Reading passage:
Content starts
There are two main components of Plastic Surgery:
- Aesthetic Plastic Surgery
- Reconstructive Plastic Surgery
Although you may hear people talk mostly about cosmetic plastic surgery, the majority of plastic surgery undertaken is reconstructive, with plastic surgeons tackling all aspects of wound healing and reconstruction needed by patients who have problems which they may have been born with, acquired or suffered through traumatic injury. Aesthetic plastic surgery plays a smaller but nevertheless important part in the role of the plastic surgeon – experience gained in reconstructive plastic surgery techniques often informs the practice of aesthetic plastic surgery. Equally, skills acquired doing aesthetic work on form and appearance aids the surgeon when carrying out reconstruction.
Content ends
Exercise data:
Content starts
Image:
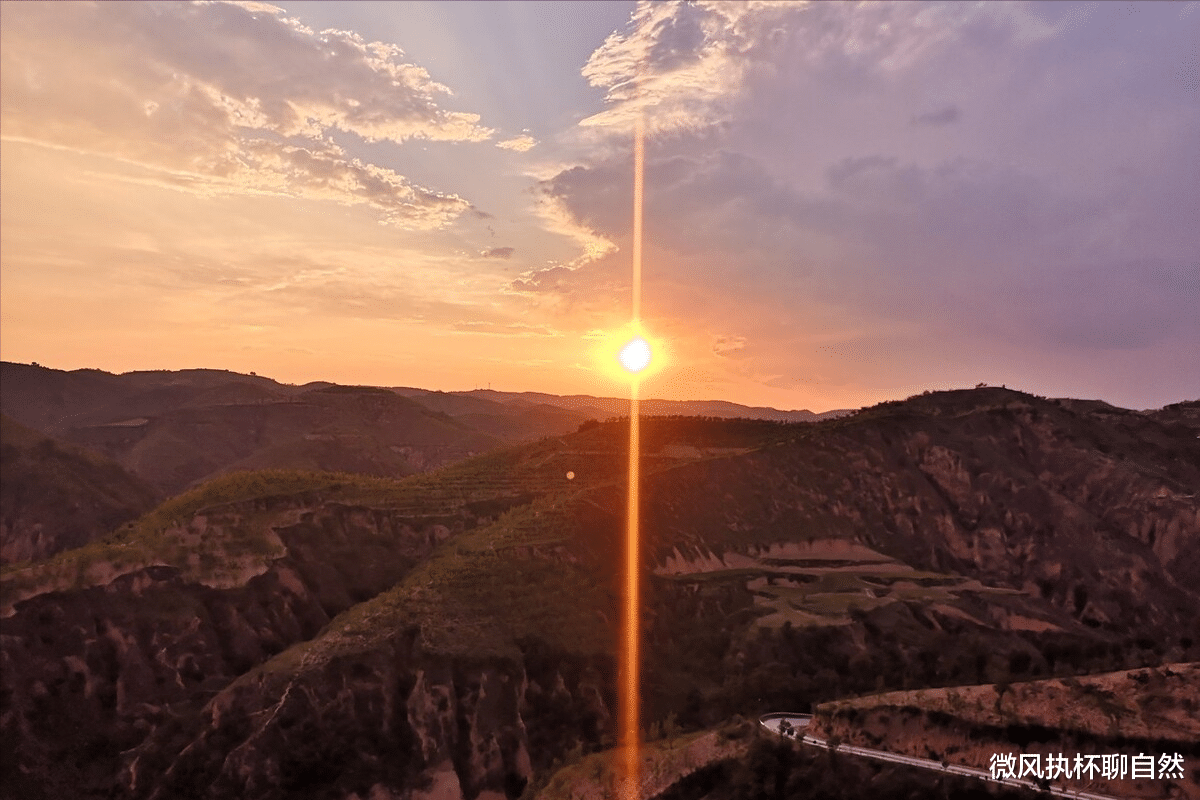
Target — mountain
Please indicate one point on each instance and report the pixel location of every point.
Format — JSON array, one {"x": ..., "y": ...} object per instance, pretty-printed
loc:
[
  {"x": 606, "y": 407},
  {"x": 177, "y": 428},
  {"x": 453, "y": 633},
  {"x": 54, "y": 495}
]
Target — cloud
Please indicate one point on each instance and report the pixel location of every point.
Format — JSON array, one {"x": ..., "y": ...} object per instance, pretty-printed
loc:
[
  {"x": 729, "y": 346},
  {"x": 945, "y": 115},
  {"x": 226, "y": 97},
  {"x": 522, "y": 143},
  {"x": 688, "y": 65}
]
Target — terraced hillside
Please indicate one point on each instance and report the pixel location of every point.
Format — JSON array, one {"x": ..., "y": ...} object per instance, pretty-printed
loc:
[{"x": 451, "y": 633}]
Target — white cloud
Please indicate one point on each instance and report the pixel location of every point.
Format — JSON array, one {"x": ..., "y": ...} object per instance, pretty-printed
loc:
[
  {"x": 522, "y": 143},
  {"x": 226, "y": 97}
]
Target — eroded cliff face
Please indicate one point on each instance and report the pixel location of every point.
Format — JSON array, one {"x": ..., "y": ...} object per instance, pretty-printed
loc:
[
  {"x": 1096, "y": 513},
  {"x": 394, "y": 721},
  {"x": 259, "y": 660},
  {"x": 89, "y": 672}
]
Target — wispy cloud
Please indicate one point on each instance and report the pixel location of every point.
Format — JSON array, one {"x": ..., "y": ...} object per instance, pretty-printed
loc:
[
  {"x": 522, "y": 143},
  {"x": 227, "y": 97}
]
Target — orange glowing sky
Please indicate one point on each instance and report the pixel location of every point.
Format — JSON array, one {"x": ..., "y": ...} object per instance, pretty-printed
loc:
[{"x": 844, "y": 204}]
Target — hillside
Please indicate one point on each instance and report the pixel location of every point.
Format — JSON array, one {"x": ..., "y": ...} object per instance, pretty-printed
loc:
[
  {"x": 54, "y": 495},
  {"x": 174, "y": 429},
  {"x": 453, "y": 633}
]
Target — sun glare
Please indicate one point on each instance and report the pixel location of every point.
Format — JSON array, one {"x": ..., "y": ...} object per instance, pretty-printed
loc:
[{"x": 635, "y": 355}]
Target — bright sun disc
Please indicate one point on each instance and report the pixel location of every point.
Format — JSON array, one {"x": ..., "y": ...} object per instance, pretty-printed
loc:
[{"x": 635, "y": 355}]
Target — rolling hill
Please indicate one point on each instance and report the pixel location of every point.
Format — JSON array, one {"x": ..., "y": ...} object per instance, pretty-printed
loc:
[{"x": 451, "y": 633}]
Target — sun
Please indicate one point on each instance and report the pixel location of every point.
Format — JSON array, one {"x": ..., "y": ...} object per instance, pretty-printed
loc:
[{"x": 635, "y": 355}]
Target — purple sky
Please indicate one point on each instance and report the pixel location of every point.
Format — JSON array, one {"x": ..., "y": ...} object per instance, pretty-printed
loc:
[{"x": 845, "y": 203}]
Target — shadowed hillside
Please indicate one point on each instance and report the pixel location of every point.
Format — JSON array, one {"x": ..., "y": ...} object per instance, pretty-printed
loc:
[
  {"x": 54, "y": 497},
  {"x": 453, "y": 633}
]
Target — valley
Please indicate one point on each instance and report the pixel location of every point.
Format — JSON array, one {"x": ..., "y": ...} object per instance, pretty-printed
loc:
[{"x": 451, "y": 633}]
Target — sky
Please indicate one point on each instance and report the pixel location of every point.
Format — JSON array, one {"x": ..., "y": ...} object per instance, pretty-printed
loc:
[{"x": 845, "y": 203}]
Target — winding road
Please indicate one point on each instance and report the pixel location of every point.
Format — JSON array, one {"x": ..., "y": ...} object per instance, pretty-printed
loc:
[{"x": 792, "y": 726}]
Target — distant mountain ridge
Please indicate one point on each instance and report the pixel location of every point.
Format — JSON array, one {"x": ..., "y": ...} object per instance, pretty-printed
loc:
[
  {"x": 315, "y": 635},
  {"x": 177, "y": 428},
  {"x": 57, "y": 495},
  {"x": 605, "y": 407}
]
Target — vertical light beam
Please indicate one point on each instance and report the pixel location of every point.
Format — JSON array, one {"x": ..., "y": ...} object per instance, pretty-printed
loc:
[{"x": 630, "y": 726}]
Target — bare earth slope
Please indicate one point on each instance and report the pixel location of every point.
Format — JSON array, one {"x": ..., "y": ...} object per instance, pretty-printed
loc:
[
  {"x": 54, "y": 497},
  {"x": 451, "y": 635}
]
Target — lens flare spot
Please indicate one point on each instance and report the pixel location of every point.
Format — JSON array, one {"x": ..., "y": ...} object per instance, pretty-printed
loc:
[{"x": 635, "y": 355}]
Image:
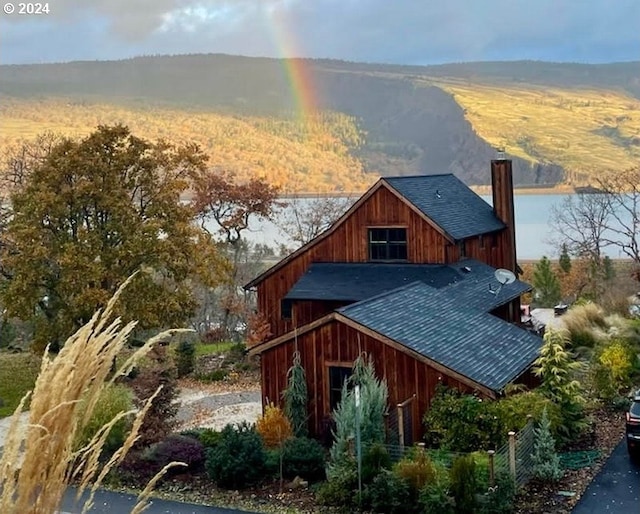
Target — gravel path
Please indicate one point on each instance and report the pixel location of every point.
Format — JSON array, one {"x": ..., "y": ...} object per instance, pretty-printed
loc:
[{"x": 203, "y": 409}]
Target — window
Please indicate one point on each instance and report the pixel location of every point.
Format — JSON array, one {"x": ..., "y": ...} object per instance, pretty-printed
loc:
[
  {"x": 337, "y": 376},
  {"x": 388, "y": 244},
  {"x": 286, "y": 307}
]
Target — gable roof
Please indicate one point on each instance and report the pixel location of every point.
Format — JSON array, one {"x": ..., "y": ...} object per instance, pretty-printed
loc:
[
  {"x": 447, "y": 201},
  {"x": 470, "y": 282},
  {"x": 468, "y": 213},
  {"x": 473, "y": 343}
]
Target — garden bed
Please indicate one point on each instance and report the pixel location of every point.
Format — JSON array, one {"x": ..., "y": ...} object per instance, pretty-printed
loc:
[
  {"x": 560, "y": 498},
  {"x": 535, "y": 498}
]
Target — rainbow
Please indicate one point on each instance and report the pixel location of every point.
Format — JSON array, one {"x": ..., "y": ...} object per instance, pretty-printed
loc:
[{"x": 298, "y": 74}]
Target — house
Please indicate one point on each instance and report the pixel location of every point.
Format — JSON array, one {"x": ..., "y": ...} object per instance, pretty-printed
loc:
[{"x": 406, "y": 275}]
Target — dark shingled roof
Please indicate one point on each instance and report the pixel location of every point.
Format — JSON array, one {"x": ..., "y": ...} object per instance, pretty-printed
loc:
[
  {"x": 482, "y": 347},
  {"x": 470, "y": 282},
  {"x": 447, "y": 201}
]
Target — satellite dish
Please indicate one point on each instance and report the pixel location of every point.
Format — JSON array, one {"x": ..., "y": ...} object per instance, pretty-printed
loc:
[{"x": 504, "y": 276}]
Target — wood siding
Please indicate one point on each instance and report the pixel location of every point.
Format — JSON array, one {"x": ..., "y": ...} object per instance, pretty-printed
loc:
[
  {"x": 335, "y": 343},
  {"x": 348, "y": 243}
]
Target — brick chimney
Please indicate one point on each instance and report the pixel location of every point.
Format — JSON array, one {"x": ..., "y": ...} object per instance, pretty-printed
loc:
[{"x": 502, "y": 188}]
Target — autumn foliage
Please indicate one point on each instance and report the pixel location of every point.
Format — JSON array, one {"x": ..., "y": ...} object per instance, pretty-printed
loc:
[{"x": 274, "y": 427}]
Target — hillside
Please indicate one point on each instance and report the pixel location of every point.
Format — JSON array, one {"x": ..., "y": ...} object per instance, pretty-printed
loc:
[
  {"x": 559, "y": 122},
  {"x": 295, "y": 156}
]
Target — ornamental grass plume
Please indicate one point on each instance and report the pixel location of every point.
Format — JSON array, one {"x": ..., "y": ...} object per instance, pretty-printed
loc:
[{"x": 40, "y": 461}]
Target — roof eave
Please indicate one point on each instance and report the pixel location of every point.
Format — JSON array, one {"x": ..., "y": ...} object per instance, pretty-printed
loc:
[{"x": 318, "y": 238}]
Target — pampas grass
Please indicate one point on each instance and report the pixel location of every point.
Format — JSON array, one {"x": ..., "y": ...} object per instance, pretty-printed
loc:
[
  {"x": 586, "y": 325},
  {"x": 39, "y": 463}
]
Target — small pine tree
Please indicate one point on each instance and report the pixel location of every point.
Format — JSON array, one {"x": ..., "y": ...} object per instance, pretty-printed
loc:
[
  {"x": 373, "y": 407},
  {"x": 546, "y": 462},
  {"x": 295, "y": 397},
  {"x": 556, "y": 367},
  {"x": 565, "y": 260},
  {"x": 546, "y": 284}
]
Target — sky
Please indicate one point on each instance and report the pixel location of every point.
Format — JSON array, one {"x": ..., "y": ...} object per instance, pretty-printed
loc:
[{"x": 389, "y": 31}]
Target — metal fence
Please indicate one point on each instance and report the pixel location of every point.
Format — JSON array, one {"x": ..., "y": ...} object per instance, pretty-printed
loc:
[
  {"x": 400, "y": 423},
  {"x": 516, "y": 456}
]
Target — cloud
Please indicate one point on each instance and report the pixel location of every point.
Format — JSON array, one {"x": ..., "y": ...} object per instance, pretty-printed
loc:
[{"x": 400, "y": 31}]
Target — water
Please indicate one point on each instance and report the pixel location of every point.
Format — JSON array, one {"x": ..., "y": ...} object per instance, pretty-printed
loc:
[{"x": 533, "y": 232}]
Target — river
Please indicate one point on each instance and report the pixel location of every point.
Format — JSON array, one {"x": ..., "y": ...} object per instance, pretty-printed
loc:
[{"x": 533, "y": 233}]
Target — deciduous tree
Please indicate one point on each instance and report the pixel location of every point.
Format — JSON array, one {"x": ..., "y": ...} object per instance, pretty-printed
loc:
[
  {"x": 231, "y": 205},
  {"x": 89, "y": 214},
  {"x": 610, "y": 218},
  {"x": 302, "y": 219}
]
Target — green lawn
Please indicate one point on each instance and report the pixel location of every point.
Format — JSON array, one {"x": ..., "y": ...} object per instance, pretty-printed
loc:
[{"x": 18, "y": 372}]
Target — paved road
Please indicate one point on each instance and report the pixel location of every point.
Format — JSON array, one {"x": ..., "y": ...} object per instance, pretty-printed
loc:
[
  {"x": 616, "y": 489},
  {"x": 107, "y": 502}
]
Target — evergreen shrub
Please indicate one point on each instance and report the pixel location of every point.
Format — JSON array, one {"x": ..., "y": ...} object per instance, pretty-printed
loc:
[
  {"x": 305, "y": 458},
  {"x": 464, "y": 485},
  {"x": 238, "y": 460},
  {"x": 389, "y": 493}
]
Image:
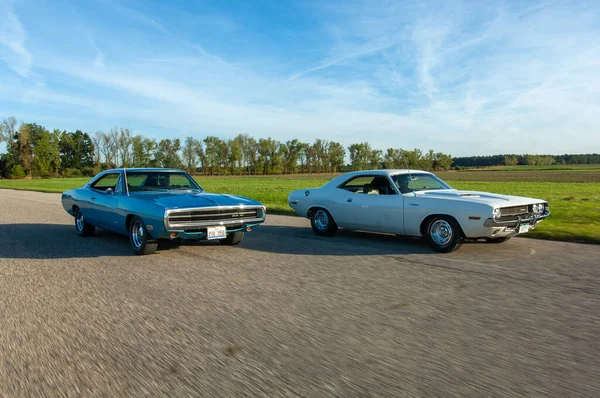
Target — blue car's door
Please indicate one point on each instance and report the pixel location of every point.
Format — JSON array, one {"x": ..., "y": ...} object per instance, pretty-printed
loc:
[{"x": 103, "y": 205}]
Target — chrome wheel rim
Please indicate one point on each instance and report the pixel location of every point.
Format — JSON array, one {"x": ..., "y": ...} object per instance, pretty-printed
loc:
[
  {"x": 321, "y": 220},
  {"x": 79, "y": 220},
  {"x": 441, "y": 232},
  {"x": 137, "y": 234}
]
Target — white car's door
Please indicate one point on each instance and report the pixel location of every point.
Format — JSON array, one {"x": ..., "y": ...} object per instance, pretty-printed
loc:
[{"x": 381, "y": 210}]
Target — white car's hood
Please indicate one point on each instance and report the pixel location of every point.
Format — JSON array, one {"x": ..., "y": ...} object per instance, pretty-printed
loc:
[{"x": 479, "y": 197}]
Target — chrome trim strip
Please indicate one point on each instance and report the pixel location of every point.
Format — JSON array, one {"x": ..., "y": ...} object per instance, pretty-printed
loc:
[
  {"x": 490, "y": 222},
  {"x": 209, "y": 223}
]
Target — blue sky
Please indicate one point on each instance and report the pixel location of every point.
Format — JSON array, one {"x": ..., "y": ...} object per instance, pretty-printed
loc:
[{"x": 462, "y": 77}]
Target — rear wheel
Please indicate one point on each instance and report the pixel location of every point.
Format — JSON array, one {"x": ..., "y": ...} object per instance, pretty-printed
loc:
[
  {"x": 141, "y": 242},
  {"x": 322, "y": 223},
  {"x": 444, "y": 234},
  {"x": 233, "y": 238},
  {"x": 497, "y": 240},
  {"x": 83, "y": 228}
]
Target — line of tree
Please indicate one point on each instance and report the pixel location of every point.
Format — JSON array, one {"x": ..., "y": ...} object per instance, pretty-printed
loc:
[
  {"x": 525, "y": 160},
  {"x": 34, "y": 151}
]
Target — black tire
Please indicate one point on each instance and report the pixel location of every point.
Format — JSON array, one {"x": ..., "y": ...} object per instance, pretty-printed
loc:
[
  {"x": 322, "y": 222},
  {"x": 141, "y": 243},
  {"x": 497, "y": 240},
  {"x": 83, "y": 228},
  {"x": 233, "y": 238},
  {"x": 443, "y": 234}
]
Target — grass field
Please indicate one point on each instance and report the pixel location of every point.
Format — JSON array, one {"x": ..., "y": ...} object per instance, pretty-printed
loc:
Content ends
Exercises to complete:
**A.** From the plastic surgery passage, list the ways patients may have come to have the problems that plastic surgeons reconstruct.
**B.** Answer these questions using the plastic surgery passage:
(i) How many main components of plastic surgery does it name?
(ii) Which kind of plastic surgery makes up the majority of the work undertaken?
(iii) What does skill from aesthetic work on form and appearance help the surgeon do?
**C.** Continue the plastic surgery passage from its final sentence.
The lines have nothing to do with the plastic surgery passage.

Responses to the exercise:
**A.**
- Born with them
- Acquired
- Suffered through traumatic injury

**B.**
(i) Two
(ii) Reconstructive plastic surgery
(iii) Carry out reconstruction

**C.**
Plastic surgeons tend to have their particular areas of specialisation, however they will usually also be on-call to help with emergency admissions as they arise – dealing with all kinds of soft tissue injuries, limb injuries and burns. Plastic surgeons often support the work of other surgeons, helping with healing complex wounds from accidents and other surgical procedures and the reconstructive work which is often required following major operations.
Modern plastic surgery combines a variety of surgical skills and techniques and plastic surgeons work closely with a wide range of teams and medical professionals from other disciplines both within and outside the NHS and internationally.